■ What is needed:
Return each line of the entries that mentions the word "cloud".

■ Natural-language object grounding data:
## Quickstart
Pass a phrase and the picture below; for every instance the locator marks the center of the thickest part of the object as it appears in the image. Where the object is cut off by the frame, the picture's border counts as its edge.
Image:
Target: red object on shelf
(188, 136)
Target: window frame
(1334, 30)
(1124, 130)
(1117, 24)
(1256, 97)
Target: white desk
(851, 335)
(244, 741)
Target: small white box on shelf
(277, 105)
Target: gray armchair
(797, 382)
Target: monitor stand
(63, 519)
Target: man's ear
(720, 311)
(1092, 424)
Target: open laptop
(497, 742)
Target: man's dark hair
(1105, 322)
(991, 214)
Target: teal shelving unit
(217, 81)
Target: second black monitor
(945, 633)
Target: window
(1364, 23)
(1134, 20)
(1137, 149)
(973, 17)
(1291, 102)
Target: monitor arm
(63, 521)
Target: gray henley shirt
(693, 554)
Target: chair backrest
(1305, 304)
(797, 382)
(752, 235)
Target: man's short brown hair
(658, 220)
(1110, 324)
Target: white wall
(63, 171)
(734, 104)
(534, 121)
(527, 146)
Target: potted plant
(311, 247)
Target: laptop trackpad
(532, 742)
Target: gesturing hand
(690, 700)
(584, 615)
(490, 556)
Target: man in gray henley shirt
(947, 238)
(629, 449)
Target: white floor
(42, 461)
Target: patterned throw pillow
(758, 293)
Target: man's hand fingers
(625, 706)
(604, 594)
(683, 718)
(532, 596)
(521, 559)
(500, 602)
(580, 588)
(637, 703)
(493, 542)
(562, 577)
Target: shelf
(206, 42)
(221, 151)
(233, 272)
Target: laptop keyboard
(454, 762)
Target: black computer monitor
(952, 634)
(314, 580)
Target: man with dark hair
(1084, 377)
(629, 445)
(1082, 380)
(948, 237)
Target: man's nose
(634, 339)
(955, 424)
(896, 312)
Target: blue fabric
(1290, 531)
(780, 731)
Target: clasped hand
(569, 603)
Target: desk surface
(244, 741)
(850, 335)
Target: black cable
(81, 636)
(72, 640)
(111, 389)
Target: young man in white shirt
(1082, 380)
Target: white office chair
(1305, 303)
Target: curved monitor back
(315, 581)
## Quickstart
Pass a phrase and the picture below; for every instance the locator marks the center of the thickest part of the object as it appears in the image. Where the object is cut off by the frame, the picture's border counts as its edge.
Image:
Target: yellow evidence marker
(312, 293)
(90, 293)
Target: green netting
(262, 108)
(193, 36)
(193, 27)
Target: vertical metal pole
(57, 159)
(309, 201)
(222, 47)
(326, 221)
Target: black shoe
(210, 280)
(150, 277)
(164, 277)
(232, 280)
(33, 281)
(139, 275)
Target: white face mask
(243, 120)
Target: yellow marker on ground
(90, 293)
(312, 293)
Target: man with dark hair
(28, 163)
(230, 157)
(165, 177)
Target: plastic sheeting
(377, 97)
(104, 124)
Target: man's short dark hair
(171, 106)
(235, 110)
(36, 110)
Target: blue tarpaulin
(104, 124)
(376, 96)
...
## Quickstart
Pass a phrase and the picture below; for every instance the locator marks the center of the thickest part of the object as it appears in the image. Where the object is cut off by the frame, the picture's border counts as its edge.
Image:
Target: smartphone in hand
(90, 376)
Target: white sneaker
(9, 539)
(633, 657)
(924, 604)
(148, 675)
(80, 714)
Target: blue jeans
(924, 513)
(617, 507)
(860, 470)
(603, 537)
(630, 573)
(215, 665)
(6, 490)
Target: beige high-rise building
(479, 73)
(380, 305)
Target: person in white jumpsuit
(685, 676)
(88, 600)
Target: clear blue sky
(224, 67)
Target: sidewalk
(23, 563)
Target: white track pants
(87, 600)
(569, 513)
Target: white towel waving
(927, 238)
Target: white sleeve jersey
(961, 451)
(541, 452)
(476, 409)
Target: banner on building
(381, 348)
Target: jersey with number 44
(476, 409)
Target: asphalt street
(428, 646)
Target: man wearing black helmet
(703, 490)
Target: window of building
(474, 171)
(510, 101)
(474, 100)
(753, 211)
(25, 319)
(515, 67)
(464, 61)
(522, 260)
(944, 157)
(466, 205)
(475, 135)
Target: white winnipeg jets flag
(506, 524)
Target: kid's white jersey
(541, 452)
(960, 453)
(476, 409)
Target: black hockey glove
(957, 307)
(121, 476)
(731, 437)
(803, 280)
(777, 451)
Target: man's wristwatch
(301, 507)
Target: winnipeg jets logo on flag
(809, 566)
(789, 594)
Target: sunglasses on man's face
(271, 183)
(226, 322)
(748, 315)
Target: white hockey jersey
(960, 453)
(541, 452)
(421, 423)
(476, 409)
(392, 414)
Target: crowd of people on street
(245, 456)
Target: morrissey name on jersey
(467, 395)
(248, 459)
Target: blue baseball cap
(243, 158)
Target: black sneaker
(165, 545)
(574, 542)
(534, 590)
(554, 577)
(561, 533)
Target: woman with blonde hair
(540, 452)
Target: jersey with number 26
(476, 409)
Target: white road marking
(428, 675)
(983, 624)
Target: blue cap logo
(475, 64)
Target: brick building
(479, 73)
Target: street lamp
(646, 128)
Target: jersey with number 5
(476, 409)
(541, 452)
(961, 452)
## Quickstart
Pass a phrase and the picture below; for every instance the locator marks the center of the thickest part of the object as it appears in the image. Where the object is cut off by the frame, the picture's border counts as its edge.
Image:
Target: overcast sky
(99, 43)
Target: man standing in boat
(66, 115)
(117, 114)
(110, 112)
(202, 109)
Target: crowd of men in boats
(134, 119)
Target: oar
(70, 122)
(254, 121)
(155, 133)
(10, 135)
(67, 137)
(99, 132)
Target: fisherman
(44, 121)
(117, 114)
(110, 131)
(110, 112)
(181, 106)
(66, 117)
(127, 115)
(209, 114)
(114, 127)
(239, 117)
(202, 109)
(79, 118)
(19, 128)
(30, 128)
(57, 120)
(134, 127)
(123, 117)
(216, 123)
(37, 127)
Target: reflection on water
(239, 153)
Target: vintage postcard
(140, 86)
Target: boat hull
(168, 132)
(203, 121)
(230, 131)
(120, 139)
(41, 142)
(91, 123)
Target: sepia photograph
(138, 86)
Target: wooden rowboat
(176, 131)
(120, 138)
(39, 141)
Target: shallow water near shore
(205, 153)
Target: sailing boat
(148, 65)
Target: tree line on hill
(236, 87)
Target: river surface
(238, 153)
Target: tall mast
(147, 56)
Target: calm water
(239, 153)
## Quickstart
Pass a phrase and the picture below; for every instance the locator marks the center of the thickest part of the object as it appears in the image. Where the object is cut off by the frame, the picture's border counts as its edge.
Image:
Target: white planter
* * *
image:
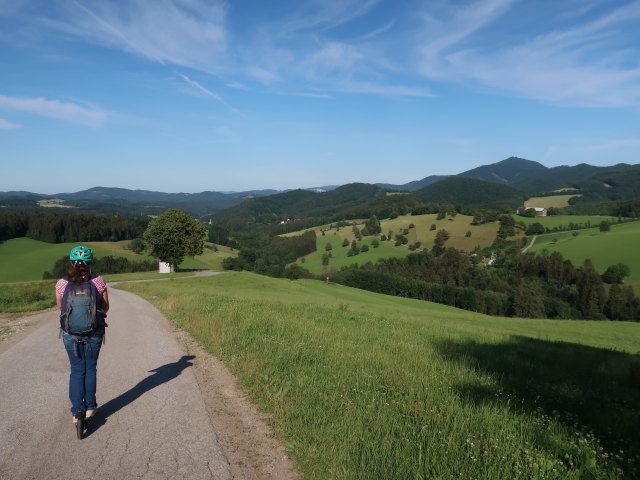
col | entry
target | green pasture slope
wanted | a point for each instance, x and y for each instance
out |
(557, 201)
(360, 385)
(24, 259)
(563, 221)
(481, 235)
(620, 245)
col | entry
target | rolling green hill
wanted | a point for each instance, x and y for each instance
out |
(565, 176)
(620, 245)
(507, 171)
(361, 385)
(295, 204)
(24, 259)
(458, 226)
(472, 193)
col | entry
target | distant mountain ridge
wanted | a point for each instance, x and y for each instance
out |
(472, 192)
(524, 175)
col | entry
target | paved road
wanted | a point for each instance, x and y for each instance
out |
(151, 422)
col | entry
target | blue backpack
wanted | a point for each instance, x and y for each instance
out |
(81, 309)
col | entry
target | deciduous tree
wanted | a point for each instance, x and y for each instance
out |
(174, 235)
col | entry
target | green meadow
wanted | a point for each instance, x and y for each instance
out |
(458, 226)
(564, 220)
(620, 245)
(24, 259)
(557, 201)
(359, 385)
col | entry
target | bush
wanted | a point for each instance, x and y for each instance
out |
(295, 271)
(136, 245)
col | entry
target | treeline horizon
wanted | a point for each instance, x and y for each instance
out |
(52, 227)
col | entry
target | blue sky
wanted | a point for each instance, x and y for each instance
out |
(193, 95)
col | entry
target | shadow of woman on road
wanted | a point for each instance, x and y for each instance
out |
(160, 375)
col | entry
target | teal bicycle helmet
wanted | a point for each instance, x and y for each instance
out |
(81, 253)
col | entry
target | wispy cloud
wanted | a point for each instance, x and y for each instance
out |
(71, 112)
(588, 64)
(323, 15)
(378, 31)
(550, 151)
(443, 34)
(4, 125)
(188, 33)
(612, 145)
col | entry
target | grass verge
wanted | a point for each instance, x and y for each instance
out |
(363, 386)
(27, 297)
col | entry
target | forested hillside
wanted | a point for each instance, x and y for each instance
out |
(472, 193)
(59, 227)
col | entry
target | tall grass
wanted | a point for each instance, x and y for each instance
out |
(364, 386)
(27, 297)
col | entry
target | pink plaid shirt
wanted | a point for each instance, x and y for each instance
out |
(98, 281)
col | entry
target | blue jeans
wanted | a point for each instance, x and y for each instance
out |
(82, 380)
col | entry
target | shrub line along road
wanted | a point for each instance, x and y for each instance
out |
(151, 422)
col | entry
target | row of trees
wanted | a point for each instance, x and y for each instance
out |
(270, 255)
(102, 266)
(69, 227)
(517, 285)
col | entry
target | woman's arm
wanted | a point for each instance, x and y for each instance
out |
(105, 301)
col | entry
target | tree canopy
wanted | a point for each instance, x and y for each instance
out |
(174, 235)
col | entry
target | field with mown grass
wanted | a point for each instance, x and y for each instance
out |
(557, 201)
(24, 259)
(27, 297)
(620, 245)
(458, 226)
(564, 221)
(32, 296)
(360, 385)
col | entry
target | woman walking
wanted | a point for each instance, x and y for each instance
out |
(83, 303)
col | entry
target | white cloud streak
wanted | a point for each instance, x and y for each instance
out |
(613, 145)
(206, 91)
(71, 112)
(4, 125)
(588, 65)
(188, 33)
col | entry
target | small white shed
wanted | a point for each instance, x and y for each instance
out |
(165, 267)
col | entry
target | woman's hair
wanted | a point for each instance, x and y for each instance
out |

■ Task answer:
target | wispy cloud
target | white cloud streak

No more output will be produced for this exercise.